Publication list creation

with bibtex and python

To keep my publication list up to date, I use a bibtex file and python to produce markdown and pandoc to further convert it to pdf. Here I show and try to explain the python script, how I do it. The converted pdf can, with some fine tuning, be included in applications.

I wrote the script already years ago, while I still was employed at BiK-F in Frankfurt. And I’m surprised it is still working and I even really still understand, what I once wrote, meaning it’s reproducible ;-) The bibtex file contains a field keywords, where I define the publication categories (see further down). The underlying bibtex-file can be found here.

There are still a few TODO comments in there, which I might continue to work on.

Load required packages

For Debian the required packages to run the python script are:

  • python3-pandas
  • python3-bibtexparser
  • python3-numpy

I also define a dictionary of three categories here. The keys are defined in the bibtex-file as keywords. And the values is simply a nicer, longer form of it.

#!/usr/bin/python3

import os
import re
import argparse
import bibtexparser
from bibtexparser.customization import convert_to_unicode
import pandas as pd
from numpy import NaN

categories = {'peer-review': 'Peer-reviewed articles',
              'conference':  'Conferences',
              'other':       'Other publication'}

Text-standardization

Author names in the bibtex entries are not consistent, since I once wrote them by hand, copy/paste then e.g. from the publishers webpages or google-scholar. These two functions try to harmonize them with initials for the surname and long family name.

def getInitials(name):
    '''
    return the initial letters of any name.
    input: string
    output: string
    '''
    ## check for spaces
    initials = name[0]+"."
    ## remove duplicate seperators
    name = re.sub('\. *', " ", name)
    name = re.sub('  *', " ", name)
    name = re.sub('\.-', "-", name)

— What you will do —
(a) According to the publication-list page, which packages must be installed on Debian to run the Python script?
(b) Does each statement below agree with the publication-list page? Answer yes or no for each, and quote the words from the page that decide it.
(i) The author wrote the script while working at BiK-F in Frankfurt.
(ii) The publication categories are set in a bibtex field named "category".
(iii) Pandoc turns the markdown into a pdf.
(c) Go on with the publication-list page from the point where it stops.

— Items —
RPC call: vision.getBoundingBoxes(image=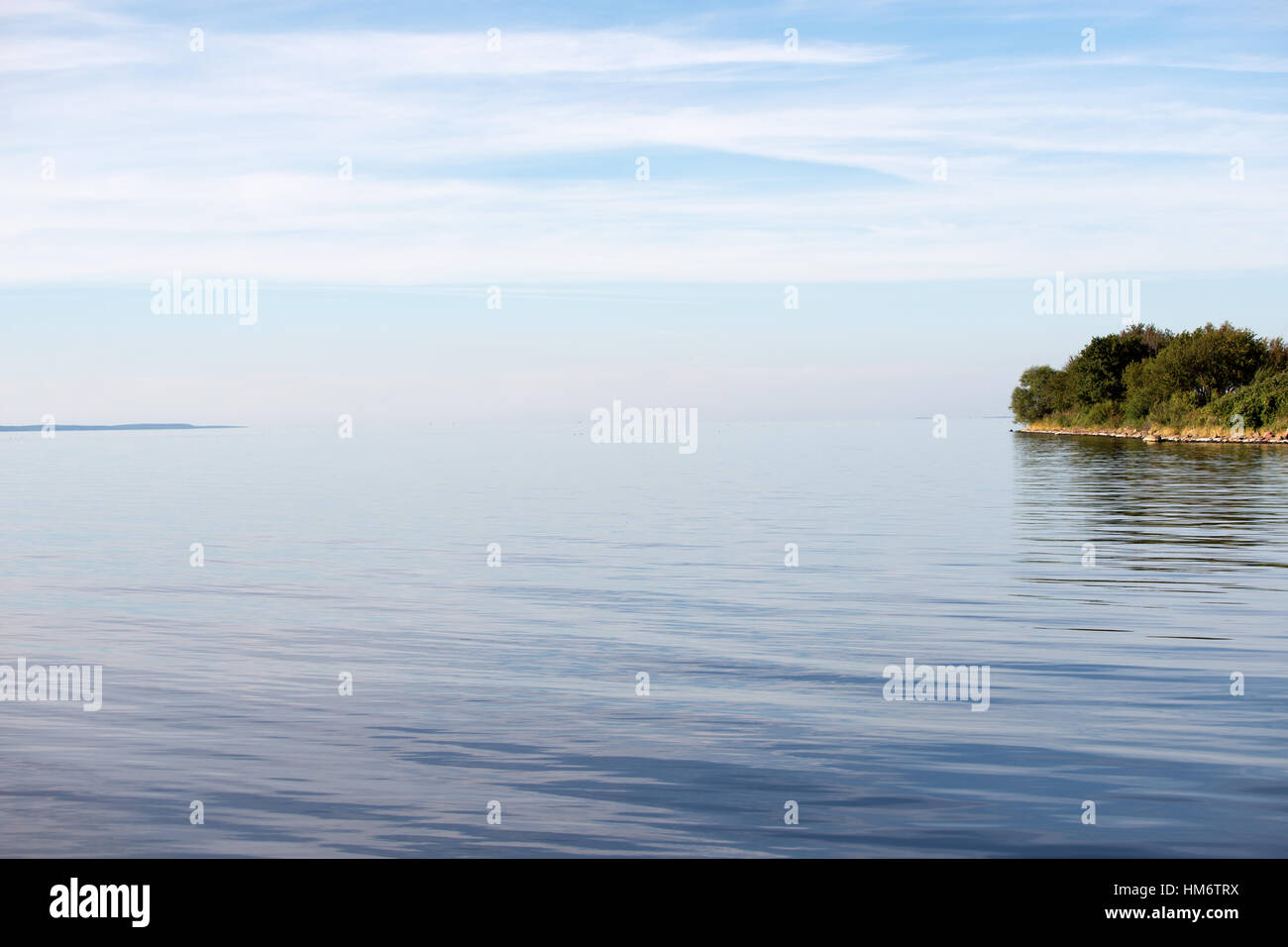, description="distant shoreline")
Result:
[0,424,246,434]
[1012,428,1288,445]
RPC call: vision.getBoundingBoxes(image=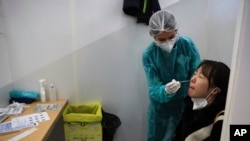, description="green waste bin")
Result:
[63,102,102,141]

— Expected responses —
(a) python3-pandas, python3-bibtexparser and python3-numpy.

(b)
(i) Yes: "I wrote the script already years ago, while I still was employed at BiK-F in Frankfurt."
(ii) No: "The bibtex file contains a field keywords, where I define the publication categories"
(iii) Yes: "pandoc to further convert it to pdf"

(c)
    # loop over each surname
    names = re.search(r'[\.\-\s]', name)
    while names:
        ALL_CHARS = re.compile('[^\W]*'+names.group(), re.IGNORECASE | re.UNICODE)
        name = re.sub(ALL_CHARS, "", name, count=1)
        if name == "":
            break
        if names.group() == "-":
            initials += "-"+name[0]+"."
        else:
            initials += name[0]+"."
        names = re.search(r'[\.\- ]', name)
    return(initials)
	
def unifyAuthors(namelist, nmax=999):
    '''
    return a unified list of all authors sepparated by 'and' in the input as usual 
	in bibtex. All authors will have surname initials and long given name.
    input: string
    output: string
    '''
    namelist = namelist.split(" and ")
    new_namelist = []
    for name in namelist:
        if re.search(r',', name):
            name = name.split(",")
            name[1] = re.sub(r"^\s+", "", name[1])
            initials = getInitials(name[1])
            new_namelist.append(name[0]+", "+initials)
        else:
            name = name.split(" ")
            if len(name) > 1:
                initials = getInitials(' '.join(name[0:(len(name) - 1)]))
                new_namelist.append(name[len(name) - 1]+", "+initials)
            else:
                new_namelist.append(name[0])
    return(", ".join(new_namelist))

Parse the input

Read a bibtex file given as parameter and return a pandas dataframe.

def bib2pandas(file):
    '''
    Load a bibtex file and return it as pandas dataframe.
    input: filename
    output: pandas dataframe
    '''
    bib_db = bibtexparser.load(open(file))
    for i in range(0, len(bib_db.entries)):
        bib_db.entries[i] = convert_to_unicode(bib_db.entries[i])
    pdbib = pd.DataFrame(bib_db.entries)
    ## sort by decending year/ascending author
    pdbib = pdbib.sort_values(['year', 'author'], ascending=[0,1])
    pdbib = pdbib.reset_index()
    return(pdbib)

Format the output

Each entry in the previously created pandas dataframe is checked ‘line by line’ So far, I did it for three entry types (categories):

  • article
  • conference
  • inproceedings

def bibline(index, bib):
    '''
    Returns a publication as string with 'index' + 1 as list-number.
    '''
    if bib['ENTRYTYPE'] == 'article':
        bibstr = "%d. %s (%s): %s. *%s*, %s, %s." %(index + 1,
                                                    bib['author'],
                                                    bib['year'],
                                                    bib['title'],
                                                    bib['journal'],
                                                    bib['volume'],
                                                    bib['pages'])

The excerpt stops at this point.